-- Try it --
What is needed is the run of lines from the one with "rough mask: <svg" through the close of the data, set down exactly.

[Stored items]
────────

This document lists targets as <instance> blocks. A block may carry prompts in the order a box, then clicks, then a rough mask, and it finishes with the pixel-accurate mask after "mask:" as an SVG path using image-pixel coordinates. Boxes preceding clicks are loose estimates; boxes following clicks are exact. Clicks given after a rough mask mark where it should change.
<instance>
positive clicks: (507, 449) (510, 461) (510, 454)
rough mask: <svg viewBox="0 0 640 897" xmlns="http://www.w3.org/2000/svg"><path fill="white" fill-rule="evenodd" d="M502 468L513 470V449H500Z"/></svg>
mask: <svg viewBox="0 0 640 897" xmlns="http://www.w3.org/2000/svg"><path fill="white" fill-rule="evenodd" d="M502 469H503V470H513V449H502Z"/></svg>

────────

-- Result below --
rough mask: <svg viewBox="0 0 640 897" xmlns="http://www.w3.org/2000/svg"><path fill="white" fill-rule="evenodd" d="M502 468L513 470V449H500Z"/></svg>
mask: <svg viewBox="0 0 640 897" xmlns="http://www.w3.org/2000/svg"><path fill="white" fill-rule="evenodd" d="M502 469H503V470H513V449H502Z"/></svg>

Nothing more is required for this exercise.